• Written problem: Quote all of the items below word for word, leaving the pictures out of your reply.

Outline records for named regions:
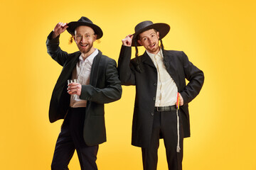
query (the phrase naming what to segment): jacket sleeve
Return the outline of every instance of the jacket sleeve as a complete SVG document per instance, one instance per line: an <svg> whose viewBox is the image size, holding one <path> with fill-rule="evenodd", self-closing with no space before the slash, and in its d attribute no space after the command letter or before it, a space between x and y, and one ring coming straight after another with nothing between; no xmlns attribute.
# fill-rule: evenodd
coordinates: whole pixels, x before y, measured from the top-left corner
<svg viewBox="0 0 256 170"><path fill-rule="evenodd" d="M50 56L55 60L60 65L63 66L64 63L67 60L68 54L66 52L63 51L59 47L60 44L60 35L57 38L52 39L53 31L49 34L46 40L47 52Z"/></svg>
<svg viewBox="0 0 256 170"><path fill-rule="evenodd" d="M186 105L199 94L203 84L204 75L201 70L188 61L188 57L183 52L182 52L182 57L185 77L189 81L185 89L180 92Z"/></svg>
<svg viewBox="0 0 256 170"><path fill-rule="evenodd" d="M95 88L92 85L82 85L81 99L98 103L107 103L120 99L122 86L118 79L117 63L114 60L108 62L105 71L105 84L103 89Z"/></svg>
<svg viewBox="0 0 256 170"><path fill-rule="evenodd" d="M135 85L135 69L131 63L132 47L122 45L117 70L122 85Z"/></svg>

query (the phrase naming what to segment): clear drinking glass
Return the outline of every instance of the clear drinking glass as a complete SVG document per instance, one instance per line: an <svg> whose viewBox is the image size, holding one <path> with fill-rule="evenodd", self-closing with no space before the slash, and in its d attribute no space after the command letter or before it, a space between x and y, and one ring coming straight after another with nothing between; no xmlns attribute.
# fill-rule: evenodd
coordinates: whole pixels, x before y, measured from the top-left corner
<svg viewBox="0 0 256 170"><path fill-rule="evenodd" d="M78 79L68 79L68 85L70 83L78 83Z"/></svg>

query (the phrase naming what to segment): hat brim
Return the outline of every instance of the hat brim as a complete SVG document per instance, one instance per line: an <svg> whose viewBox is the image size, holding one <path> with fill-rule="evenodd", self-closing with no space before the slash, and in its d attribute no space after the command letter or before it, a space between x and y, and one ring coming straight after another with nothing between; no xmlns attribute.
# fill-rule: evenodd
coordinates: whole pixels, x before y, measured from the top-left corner
<svg viewBox="0 0 256 170"><path fill-rule="evenodd" d="M154 23L152 25L150 25L147 27L144 28L143 29L139 30L139 31L134 33L132 35L132 46L135 46L135 41L137 40L137 37L140 33L144 32L145 30L150 30L150 29L155 29L158 32L159 32L159 38L162 39L164 38L168 33L169 32L171 27L169 25L166 23ZM137 46L142 46L138 42L137 42Z"/></svg>
<svg viewBox="0 0 256 170"><path fill-rule="evenodd" d="M97 40L101 38L103 36L103 32L102 29L95 24L90 23L77 22L77 21L70 22L68 24L68 28L67 28L67 30L70 34L74 35L75 28L81 26L89 26L92 28L92 30L95 31L95 33L97 35Z"/></svg>

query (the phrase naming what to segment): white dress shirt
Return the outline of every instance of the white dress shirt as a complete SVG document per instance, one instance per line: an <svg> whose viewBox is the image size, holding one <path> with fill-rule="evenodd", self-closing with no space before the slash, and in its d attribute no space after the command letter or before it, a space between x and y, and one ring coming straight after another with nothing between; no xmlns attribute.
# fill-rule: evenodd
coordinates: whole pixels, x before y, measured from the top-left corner
<svg viewBox="0 0 256 170"><path fill-rule="evenodd" d="M79 57L79 62L76 64L76 67L72 73L72 79L78 79L78 83L81 85L88 85L90 83L90 74L93 62L93 59L99 53L97 49L89 55L85 60L82 55ZM82 100L80 97L73 94L70 96L70 107L79 108L86 107L87 101Z"/></svg>
<svg viewBox="0 0 256 170"><path fill-rule="evenodd" d="M156 54L146 51L157 70L157 89L155 106L170 106L175 105L177 100L178 88L174 79L167 72L164 64L161 49Z"/></svg>

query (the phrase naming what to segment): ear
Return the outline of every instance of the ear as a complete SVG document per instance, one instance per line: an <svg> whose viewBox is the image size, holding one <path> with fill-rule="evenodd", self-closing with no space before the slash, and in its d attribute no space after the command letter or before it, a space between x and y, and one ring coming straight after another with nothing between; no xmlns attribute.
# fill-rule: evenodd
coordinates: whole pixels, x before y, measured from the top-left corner
<svg viewBox="0 0 256 170"><path fill-rule="evenodd" d="M156 32L156 35L157 35L157 38L159 40L159 32Z"/></svg>
<svg viewBox="0 0 256 170"><path fill-rule="evenodd" d="M138 40L137 42L139 42L139 44L140 45L143 45L142 44L142 41L141 41L140 40Z"/></svg>
<svg viewBox="0 0 256 170"><path fill-rule="evenodd" d="M97 35L95 34L94 38L93 38L93 42L95 42L97 40Z"/></svg>
<svg viewBox="0 0 256 170"><path fill-rule="evenodd" d="M75 35L73 35L72 34L72 38L74 39L74 40L75 41Z"/></svg>

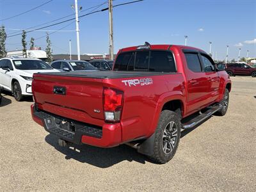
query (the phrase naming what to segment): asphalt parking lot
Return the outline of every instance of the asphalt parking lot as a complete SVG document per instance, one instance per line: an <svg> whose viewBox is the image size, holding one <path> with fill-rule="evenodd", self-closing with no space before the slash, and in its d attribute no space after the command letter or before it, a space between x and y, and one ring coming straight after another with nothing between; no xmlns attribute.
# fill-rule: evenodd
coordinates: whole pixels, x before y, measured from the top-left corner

• Response below:
query (the phrase naming what to segment): jacket sleeve
Return the outline of every instance of the jacket sleeve as a complete SVG document per instance, one instance per line: an <svg> whose viewBox is the image size, holding one <path> with fill-rule="evenodd", self-closing with no space before the slash, and in its d attribute no space after the command letter or before it, a space between x and y, and one ring coming straight after another with nothing between; no xmlns attribute.
# fill-rule: evenodd
coordinates: whole pixels, x before y, measured from the top-left corner
<svg viewBox="0 0 256 170"><path fill-rule="evenodd" d="M50 56L55 60L60 65L63 66L64 63L67 60L68 54L66 52L63 51L59 47L60 44L60 35L57 38L52 39L53 31L49 34L46 40L47 52Z"/></svg>
<svg viewBox="0 0 256 170"><path fill-rule="evenodd" d="M186 105L199 94L203 84L204 75L201 70L188 61L188 57L183 52L182 52L182 57L185 77L189 81L185 89L180 92Z"/></svg>
<svg viewBox="0 0 256 170"><path fill-rule="evenodd" d="M95 88L92 85L82 85L81 99L98 103L107 103L120 99L122 86L118 79L117 63L114 60L108 62L105 71L105 84L103 89Z"/></svg>
<svg viewBox="0 0 256 170"><path fill-rule="evenodd" d="M135 85L135 69L131 63L132 47L122 45L117 70L122 85Z"/></svg>

query (the phrase naming what to segment): clear drinking glass
Return the outline of every instance of the clear drinking glass as a complete SVG document per instance, one instance per line: an <svg> whose viewBox is the image size, holding one <path> with fill-rule="evenodd", self-closing with no space before the slash, and in its d attribute no space after the command letter or before it, a space between x and y, and one ring coming straight after another with nothing between; no xmlns attribute.
# fill-rule: evenodd
coordinates: whole pixels, x before y, measured from the top-left corner
<svg viewBox="0 0 256 170"><path fill-rule="evenodd" d="M78 79L68 79L68 85L70 83L78 83Z"/></svg>

query (the phrase naming what to segment): hat brim
Return the outline of every instance of the hat brim as a complete SVG document per instance, one instance per line: an <svg> whose viewBox is the image size, holding one <path> with fill-rule="evenodd", self-closing with no space before the slash, and in its d attribute no space after the command letter or before it, a space between x and y, and one ring coming straight after another with nothing between; no xmlns attribute.
# fill-rule: evenodd
coordinates: whole pixels, x before y, measured from the top-left corner
<svg viewBox="0 0 256 170"><path fill-rule="evenodd" d="M154 23L152 25L150 25L147 27L144 28L143 29L139 30L139 31L134 33L132 35L132 46L135 46L135 41L137 40L137 37L140 33L144 32L145 30L150 30L150 29L155 29L158 32L159 32L159 38L162 39L164 38L168 33L169 32L171 27L169 25L166 23ZM137 46L142 46L138 42L137 42Z"/></svg>
<svg viewBox="0 0 256 170"><path fill-rule="evenodd" d="M97 40L101 38L103 36L103 32L102 29L95 24L90 23L77 22L77 21L70 22L68 24L68 28L67 28L67 30L70 34L74 35L75 28L81 26L89 26L92 28L92 30L95 31L95 33L97 35Z"/></svg>

query (the phrase naming what to segment): white dress shirt
Return the outline of every instance of the white dress shirt as a complete SVG document per instance, one instance per line: an <svg> whose viewBox is the image size, holding one <path> with fill-rule="evenodd", self-closing with no space before the slash, and in its d attribute no space after the command letter or before it, a space between x and y, and one ring coming straight after another with nothing between; no xmlns attribute.
# fill-rule: evenodd
coordinates: whole pixels, x before y, measured from the top-left corner
<svg viewBox="0 0 256 170"><path fill-rule="evenodd" d="M79 57L79 62L76 64L76 67L72 73L72 79L78 79L78 83L81 85L88 85L90 83L90 74L93 62L93 59L99 53L97 49L89 55L85 60L82 55ZM82 100L80 97L73 94L70 96L70 107L79 108L86 107L87 101Z"/></svg>
<svg viewBox="0 0 256 170"><path fill-rule="evenodd" d="M156 54L146 51L157 70L157 89L155 106L170 106L175 105L177 100L178 88L174 79L167 72L164 64L161 49Z"/></svg>

query (the phrase naming what to segment): ear
Return the outline of every instance of the ear as a complete SVG document per instance, one instance per line: an <svg> whose viewBox is the image size, holding one <path> with fill-rule="evenodd", self-closing with no space before the slash, and in its d attribute no space after the command letter or before it, a space between x and y, and one ring coming straight after another with nothing between; no xmlns attribute.
# fill-rule: evenodd
coordinates: whole pixels, x before y, measured from the top-left corner
<svg viewBox="0 0 256 170"><path fill-rule="evenodd" d="M156 32L156 35L157 35L157 38L159 40L159 32Z"/></svg>
<svg viewBox="0 0 256 170"><path fill-rule="evenodd" d="M138 40L137 42L139 42L139 44L140 45L143 45L142 44L142 41L141 41L140 40Z"/></svg>
<svg viewBox="0 0 256 170"><path fill-rule="evenodd" d="M97 35L95 34L94 38L93 38L93 42L95 42L97 40Z"/></svg>
<svg viewBox="0 0 256 170"><path fill-rule="evenodd" d="M75 35L73 35L72 34L72 38L74 39L74 40L75 41Z"/></svg>

query (the phrase naming what to segment): asphalt parking lot
Return the outline of every instance of the asphalt parking lot as a complete SVG document per instance, one instance per line: an <svg> whose viewBox is the image size, holding one <path> with fill-rule="evenodd", self-closing with no space before the slash, and in its d attribute no space after the command letter or before it, a space between x and y, and one ring coming straight after another with nothing between; no xmlns attribute.
# fill-rule: evenodd
coordinates: whole pixels, x before y, measured from the top-left corner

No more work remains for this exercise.